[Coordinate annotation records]

>>>>

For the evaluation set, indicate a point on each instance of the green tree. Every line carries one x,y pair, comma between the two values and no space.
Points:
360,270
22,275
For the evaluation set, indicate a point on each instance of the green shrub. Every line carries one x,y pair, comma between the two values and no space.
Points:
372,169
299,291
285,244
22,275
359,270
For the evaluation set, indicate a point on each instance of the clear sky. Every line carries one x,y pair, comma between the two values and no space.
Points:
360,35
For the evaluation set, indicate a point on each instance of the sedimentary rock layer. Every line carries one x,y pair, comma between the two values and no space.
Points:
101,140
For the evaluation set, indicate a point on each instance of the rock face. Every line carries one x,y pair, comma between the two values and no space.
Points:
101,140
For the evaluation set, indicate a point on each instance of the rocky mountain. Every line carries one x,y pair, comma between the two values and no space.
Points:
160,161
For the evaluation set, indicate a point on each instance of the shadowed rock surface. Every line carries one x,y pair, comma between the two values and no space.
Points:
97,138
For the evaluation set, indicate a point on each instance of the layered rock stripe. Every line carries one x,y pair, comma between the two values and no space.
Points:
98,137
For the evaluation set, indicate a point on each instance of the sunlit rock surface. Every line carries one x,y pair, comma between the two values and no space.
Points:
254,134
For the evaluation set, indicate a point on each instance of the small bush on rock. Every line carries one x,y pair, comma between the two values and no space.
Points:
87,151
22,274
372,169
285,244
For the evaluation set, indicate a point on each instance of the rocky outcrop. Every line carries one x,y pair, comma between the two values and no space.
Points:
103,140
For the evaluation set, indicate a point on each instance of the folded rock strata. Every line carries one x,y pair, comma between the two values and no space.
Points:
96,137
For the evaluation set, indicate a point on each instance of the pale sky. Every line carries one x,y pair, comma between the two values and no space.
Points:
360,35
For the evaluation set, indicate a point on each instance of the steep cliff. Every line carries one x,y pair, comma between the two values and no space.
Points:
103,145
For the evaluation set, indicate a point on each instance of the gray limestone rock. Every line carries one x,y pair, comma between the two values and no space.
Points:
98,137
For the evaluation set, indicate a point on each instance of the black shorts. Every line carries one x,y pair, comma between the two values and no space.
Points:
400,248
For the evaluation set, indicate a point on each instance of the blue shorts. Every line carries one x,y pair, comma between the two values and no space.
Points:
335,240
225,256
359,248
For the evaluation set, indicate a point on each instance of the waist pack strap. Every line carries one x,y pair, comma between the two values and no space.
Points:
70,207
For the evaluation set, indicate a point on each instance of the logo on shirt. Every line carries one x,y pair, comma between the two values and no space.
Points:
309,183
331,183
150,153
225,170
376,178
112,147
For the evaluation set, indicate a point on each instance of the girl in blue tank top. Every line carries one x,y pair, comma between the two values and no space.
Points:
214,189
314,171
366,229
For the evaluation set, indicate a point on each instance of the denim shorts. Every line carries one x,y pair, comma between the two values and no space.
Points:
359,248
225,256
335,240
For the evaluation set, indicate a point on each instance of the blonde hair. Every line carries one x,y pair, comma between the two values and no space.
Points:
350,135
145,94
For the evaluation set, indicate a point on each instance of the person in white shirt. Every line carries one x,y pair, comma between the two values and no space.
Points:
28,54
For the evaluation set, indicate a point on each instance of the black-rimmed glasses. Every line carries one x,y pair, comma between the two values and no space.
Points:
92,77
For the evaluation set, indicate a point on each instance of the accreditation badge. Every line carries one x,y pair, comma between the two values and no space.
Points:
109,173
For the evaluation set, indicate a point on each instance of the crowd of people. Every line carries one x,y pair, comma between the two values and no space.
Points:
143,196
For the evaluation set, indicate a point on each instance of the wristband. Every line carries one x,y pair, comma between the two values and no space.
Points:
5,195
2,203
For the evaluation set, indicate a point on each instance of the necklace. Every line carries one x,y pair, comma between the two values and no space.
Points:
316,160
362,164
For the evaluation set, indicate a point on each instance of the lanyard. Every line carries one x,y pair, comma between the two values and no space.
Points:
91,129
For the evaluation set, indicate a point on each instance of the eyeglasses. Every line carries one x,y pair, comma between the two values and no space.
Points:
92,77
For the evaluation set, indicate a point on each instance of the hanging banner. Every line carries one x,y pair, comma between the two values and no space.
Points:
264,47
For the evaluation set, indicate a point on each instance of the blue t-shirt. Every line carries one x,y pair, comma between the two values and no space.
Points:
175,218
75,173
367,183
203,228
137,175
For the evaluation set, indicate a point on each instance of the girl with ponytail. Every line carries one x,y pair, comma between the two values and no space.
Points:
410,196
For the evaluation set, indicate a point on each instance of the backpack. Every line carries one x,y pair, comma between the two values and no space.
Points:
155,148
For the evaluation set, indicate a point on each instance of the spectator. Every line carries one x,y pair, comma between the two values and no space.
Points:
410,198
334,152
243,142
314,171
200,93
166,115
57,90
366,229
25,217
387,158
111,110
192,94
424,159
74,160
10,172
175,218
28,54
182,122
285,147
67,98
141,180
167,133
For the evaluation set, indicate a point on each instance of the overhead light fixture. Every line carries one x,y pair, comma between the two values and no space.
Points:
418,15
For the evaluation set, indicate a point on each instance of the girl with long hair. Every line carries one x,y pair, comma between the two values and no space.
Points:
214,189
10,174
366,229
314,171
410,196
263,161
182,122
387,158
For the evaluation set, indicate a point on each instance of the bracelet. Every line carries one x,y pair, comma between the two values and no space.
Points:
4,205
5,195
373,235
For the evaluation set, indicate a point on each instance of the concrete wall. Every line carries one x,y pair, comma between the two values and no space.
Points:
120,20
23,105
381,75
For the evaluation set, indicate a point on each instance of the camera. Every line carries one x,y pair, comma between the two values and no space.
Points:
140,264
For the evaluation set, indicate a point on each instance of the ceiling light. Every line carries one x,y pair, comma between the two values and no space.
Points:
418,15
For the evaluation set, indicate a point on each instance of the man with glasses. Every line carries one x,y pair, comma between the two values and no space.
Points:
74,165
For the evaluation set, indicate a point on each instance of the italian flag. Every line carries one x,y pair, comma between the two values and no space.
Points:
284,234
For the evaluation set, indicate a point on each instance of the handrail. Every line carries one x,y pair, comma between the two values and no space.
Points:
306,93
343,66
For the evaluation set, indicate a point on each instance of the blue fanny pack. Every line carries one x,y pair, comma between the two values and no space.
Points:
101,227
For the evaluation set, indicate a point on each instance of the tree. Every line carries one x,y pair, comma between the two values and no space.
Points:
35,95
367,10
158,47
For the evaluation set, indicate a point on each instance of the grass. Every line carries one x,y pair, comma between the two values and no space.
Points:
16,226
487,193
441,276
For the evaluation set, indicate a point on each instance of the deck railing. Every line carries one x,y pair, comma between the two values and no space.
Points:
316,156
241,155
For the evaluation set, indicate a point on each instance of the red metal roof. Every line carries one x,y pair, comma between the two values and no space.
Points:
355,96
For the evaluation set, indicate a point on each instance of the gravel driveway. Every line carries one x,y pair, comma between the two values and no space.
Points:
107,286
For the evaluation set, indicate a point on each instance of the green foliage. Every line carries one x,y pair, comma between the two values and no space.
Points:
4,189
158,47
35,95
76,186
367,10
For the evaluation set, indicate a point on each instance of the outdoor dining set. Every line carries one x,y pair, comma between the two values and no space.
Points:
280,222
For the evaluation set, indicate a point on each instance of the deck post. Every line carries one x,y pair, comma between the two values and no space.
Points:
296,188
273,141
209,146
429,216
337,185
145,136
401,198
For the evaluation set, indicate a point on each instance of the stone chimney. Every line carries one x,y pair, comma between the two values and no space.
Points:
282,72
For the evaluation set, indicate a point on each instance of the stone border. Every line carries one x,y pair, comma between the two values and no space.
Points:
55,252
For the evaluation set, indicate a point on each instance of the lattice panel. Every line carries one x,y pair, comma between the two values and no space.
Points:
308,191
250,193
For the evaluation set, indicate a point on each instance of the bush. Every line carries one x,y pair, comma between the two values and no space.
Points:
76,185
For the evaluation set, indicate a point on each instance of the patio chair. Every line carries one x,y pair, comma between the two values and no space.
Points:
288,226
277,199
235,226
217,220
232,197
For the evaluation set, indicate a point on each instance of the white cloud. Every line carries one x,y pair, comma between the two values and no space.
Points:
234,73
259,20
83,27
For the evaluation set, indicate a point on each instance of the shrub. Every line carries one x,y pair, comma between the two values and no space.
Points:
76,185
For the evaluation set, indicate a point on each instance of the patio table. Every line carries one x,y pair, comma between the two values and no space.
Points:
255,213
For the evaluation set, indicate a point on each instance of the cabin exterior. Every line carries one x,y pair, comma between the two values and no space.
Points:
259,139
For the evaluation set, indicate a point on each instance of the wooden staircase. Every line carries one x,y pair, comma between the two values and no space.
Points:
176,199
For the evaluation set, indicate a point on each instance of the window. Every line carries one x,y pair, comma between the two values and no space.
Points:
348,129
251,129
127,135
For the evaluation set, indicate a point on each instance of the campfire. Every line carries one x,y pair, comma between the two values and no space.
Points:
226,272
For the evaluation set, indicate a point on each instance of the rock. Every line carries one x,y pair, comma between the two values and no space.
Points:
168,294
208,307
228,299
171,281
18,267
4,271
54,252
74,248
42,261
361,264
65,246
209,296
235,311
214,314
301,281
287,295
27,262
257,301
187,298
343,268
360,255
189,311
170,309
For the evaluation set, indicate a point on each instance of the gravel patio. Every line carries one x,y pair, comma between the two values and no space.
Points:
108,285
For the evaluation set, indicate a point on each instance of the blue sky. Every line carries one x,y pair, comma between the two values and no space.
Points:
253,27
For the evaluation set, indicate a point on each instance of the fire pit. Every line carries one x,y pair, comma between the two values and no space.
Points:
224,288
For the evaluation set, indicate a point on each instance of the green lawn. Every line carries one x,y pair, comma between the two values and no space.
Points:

<<<<

Would you give again, word for word, every line from the one with "of the campfire." through the final line of the listing above?

For the evaluation set, indicate a point on each instance of the campfire. Every line carries one x,y pair, comma between the two values and no space.
Points:
226,272
For the evaluation set, indicate a point on each instance of the rock. Every line carries one x,y pair, comma between the two values and no space.
Points:
168,294
208,307
228,299
171,281
18,267
4,271
54,252
74,248
42,261
361,264
65,246
209,296
235,311
214,314
301,281
287,295
27,262
257,301
187,298
343,268
360,255
189,311
170,309
For the evaluation set, indicate a point on each instance of the gravel patio. Every line carries one x,y pair, comma between the two values and no space.
Points:
108,285
For the evaluation set, indicate a point on each instance of the blue sky. Every line carries one x,y pair, comma between the two values and no space.
Points:
253,27
For the evaluation set, indicate a point on each instance of the fire pit. Every line carries one x,y pair, comma between the two values and no space.
Points:
224,288
For the evaluation set, indicate a point on each instance of the green lawn. Every line carries one x,y pair, comma between the two values and no space.
Points:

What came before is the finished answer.